### Task statement
Rewrite the records from the line containing "Q: Point to every instance of the hand" through the end of the records, inclusive, with "hand" replaced by "palm" and everything else unchanged. Give only those lines.

### Records for the exercise
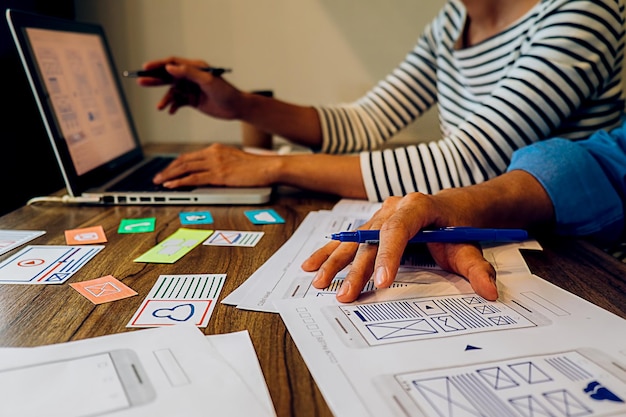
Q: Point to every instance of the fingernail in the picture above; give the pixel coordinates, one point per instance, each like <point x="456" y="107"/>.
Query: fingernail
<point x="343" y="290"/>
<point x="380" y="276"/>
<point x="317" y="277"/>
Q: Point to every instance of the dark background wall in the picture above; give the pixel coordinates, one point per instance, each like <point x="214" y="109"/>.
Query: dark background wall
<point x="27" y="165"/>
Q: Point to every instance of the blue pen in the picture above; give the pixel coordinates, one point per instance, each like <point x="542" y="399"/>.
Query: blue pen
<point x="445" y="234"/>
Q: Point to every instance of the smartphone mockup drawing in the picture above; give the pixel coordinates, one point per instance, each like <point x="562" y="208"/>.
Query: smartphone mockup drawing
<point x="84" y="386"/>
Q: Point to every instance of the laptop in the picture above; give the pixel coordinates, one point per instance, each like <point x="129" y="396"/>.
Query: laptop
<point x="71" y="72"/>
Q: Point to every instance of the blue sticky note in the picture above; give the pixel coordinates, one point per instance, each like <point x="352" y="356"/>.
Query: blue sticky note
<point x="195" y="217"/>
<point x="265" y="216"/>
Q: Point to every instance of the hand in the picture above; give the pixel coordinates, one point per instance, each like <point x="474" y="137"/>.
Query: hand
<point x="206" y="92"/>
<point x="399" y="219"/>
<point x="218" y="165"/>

### Result
Q: Point to every instance of the palm in the picture above; give the pixel coordinates, one point per instance, each like <point x="474" y="137"/>.
Query: palm
<point x="206" y="92"/>
<point x="399" y="219"/>
<point x="218" y="165"/>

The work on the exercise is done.